TASK ITEM:
Print all of the data exactly, but drop the pictures.

[Annotated photo localization data]
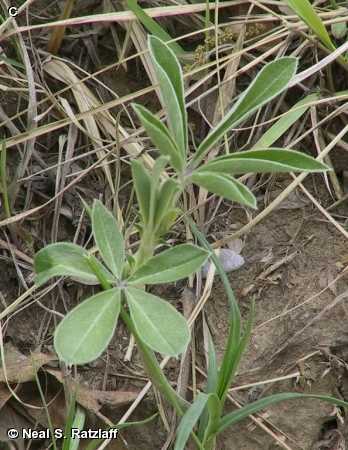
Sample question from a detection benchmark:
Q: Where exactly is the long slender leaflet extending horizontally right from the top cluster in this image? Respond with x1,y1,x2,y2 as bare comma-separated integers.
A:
195,148,330,175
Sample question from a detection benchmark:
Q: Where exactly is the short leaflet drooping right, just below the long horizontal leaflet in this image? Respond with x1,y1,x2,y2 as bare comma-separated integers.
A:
191,171,256,209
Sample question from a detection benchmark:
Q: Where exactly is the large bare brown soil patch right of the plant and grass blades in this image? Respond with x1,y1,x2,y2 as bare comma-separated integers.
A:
206,177,348,450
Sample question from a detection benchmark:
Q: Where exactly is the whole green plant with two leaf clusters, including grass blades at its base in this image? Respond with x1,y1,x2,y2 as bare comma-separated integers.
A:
35,36,342,450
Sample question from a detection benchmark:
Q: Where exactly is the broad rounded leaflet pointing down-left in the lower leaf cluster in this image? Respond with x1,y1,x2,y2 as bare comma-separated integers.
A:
54,288,121,364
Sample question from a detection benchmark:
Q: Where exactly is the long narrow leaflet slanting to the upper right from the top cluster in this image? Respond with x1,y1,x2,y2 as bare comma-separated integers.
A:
193,57,298,167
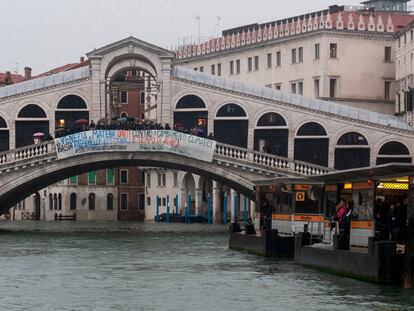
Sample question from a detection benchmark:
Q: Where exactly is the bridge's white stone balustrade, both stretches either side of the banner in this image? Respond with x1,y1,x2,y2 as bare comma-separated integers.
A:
0,137,330,176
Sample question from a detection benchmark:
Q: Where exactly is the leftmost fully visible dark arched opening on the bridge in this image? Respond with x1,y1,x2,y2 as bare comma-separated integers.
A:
16,104,49,148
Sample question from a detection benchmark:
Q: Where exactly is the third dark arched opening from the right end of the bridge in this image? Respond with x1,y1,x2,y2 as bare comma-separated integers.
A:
295,122,329,166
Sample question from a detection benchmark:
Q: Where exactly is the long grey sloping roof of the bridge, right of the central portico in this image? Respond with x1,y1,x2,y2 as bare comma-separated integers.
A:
172,67,414,131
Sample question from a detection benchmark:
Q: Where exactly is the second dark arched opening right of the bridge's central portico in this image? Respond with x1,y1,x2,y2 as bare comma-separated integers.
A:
214,104,249,148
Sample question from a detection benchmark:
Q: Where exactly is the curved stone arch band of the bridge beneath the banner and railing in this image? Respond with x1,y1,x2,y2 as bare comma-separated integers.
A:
0,152,254,211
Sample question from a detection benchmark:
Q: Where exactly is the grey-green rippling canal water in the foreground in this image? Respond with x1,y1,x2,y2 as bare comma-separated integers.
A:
0,224,414,311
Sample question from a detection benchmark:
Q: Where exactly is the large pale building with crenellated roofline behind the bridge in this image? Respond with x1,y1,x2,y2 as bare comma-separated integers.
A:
176,6,414,114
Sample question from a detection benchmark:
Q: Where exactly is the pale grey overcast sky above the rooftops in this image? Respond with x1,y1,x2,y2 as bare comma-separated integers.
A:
0,0,410,75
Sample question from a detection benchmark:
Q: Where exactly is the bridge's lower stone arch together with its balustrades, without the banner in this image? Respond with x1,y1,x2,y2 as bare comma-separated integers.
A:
0,136,329,212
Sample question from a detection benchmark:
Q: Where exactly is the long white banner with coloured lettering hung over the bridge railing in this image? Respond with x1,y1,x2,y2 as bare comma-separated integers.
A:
55,130,216,162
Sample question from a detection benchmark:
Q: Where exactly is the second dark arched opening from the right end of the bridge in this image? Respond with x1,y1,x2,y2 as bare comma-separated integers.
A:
335,132,370,170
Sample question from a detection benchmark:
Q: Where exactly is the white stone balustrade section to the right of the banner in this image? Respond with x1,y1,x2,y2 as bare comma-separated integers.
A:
215,143,331,176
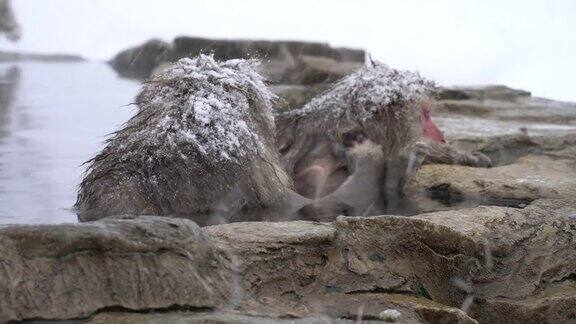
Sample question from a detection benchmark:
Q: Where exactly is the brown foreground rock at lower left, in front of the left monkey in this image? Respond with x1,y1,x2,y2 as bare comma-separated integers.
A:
0,217,234,322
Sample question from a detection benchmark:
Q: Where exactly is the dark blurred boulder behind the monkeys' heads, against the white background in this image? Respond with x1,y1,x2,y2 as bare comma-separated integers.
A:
109,37,365,83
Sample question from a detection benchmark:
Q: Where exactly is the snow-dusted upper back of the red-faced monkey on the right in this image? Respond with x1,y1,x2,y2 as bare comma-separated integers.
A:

REPLY:
Sample question from a detection benchmark:
Q: Where exactly is the long slender leaflet extending horizontally right from the top cluster in this image? Respond with x1,y1,x2,y2 as bare comma-separated integers.
A:
195,148,330,175
Sample question from a detection benchmark:
Q: Where exactly is the short leaflet drooping right, just below the long horizontal leaflet in this image? Respond with x1,y1,x2,y2 as bare comma-separated integers.
A:
191,171,256,209
Sample question from a detection benchmark:
Q: Where exactly is the large bare brown soil patch right of the plant and grass blades in this image? Respond with x1,y1,x2,y2 as bare comma-separated integers.
A:
206,177,348,450
Sample question from a detection benchmark:
Q: Where exactly is the whole green plant with two leaf clusters, including grass blades at its base in this image? Respond with x1,y1,x2,y2 as bare comma-separated integers.
A:
35,36,342,450
Sample question from a detection benchmark:
Q: Where exactly is the broad rounded leaflet pointing down-left in the lower leaf cluster in this image? Respond with x1,y1,x2,y2 as bare comma-separated integers.
A:
54,288,121,364
Sample question from a detection benchmark:
Q: Where exactly is the long narrow leaflet slanting to the upper right from the top cluster in this image? Respond with x1,y1,x2,y2 as bare comma-separated integers.
A:
193,57,298,167
Sample question from a detection benchmark:
Q: Where exactly is the bridge's white stone balustrade, both stretches either side of the banner in this image? Respond with x1,y1,x2,y2 as bare comma-separated integers.
A:
0,137,330,176
Sample question from a detection benchmark:
Q: Where exactly is the leftmost fully visible dark arched opening on the bridge in this image? Respond with x1,y1,x2,y2 as bare comma-separated integers.
A:
16,104,49,148
Sample question from a detection benchmark:
Q: Where exactly is the third dark arched opening from the right end of the bridge in this image? Respond with x1,y1,x2,y2 as bare comma-separated integers.
A:
295,122,329,166
Sample question from a detection benchmark:
Q: Where exactly is the long grey sloping roof of the bridge, right of the central portico in this image? Respond with x1,y1,x2,y2 as bare comma-separated integers.
A:
172,67,414,131
Sample question from a detection benchmark:
Q: Where exactly is the second dark arched opening right of the bridge's central portico in this image? Respond with x1,y1,x2,y2 as bare comma-separated integers.
A:
214,104,249,148
Sample question from a detection benchmark:
Q: Where exactly is the curved stone arch band of the bridge beneath the banner and railing in this image? Respond with x1,y1,x2,y2 as bare comma-separated integers.
A:
0,152,254,211
Sample question from a detection benchmark:
Q: Where exactly is the grey-green rippling canal water in the foreground in this image? Respond with x1,y1,x2,y2 as bare comma-separated integers.
A:
0,224,414,311
Sample question from a detection benchmark:
Q: Where exactly is the large pale building with crenellated roofline behind the bridge in this image? Respond with x1,y1,x2,y2 as bare comma-separated integers.
A:
176,6,414,114
Sample question from a detection benchmark:
Q: Where exactly is the pale grey overcast sky above the rooftops in this image? Respond with x1,y1,x2,y2 as bare comma-separated integers.
A:
0,0,410,75
Sample question from a detection benchmark:
Q: Where exactly is the bridge's lower stone arch together with its balustrades, without the banner in this image? Respond with x1,y1,x2,y2 as bare comma-separated integers.
A:
0,136,329,212
Sample question from a detection benchmark:
Q: Where exactly is the long white banner with coloured lettering hung over the bridge railing in this image? Respond with x1,y1,x2,y2 as bare comma-separated integers.
A:
55,130,216,162
Sample question from a detection benchmark:
Q: Where exactly is the second dark arched opening from the right end of the bridge in this image? Respond with x1,y1,x2,y2 as bare comma-separated integers.
A:
335,132,370,170
Sample question from a detection benchmark:
Q: Where exactly is the white stone balustrade section to the right of the banner in this image? Respond with x1,y1,x2,y2 as bare comma-separated integers.
A:
215,143,331,176
Sample question from a detection benchmark:
Q: Where exactly is the brown foreground rock at lower left, in front of the left monkey in this image? Respond with x1,y1,x2,y2 as bare comma-separated integers.
A:
0,217,234,322
Sample question from a detection benchmark:
Q: Where exactly is the dark blurred boulder behind the monkeys' heads, against the white background in this image? Respond with x1,y1,x2,y2 as bare comma-separated integers.
A:
109,37,365,83
Sample question from a detection benchmark:
Q: Where exactly is the snow-dusted upper back of the red-faced monkey on the right in this image? Respond with x1,y1,x2,y2 as bare comma-separated integers.
A:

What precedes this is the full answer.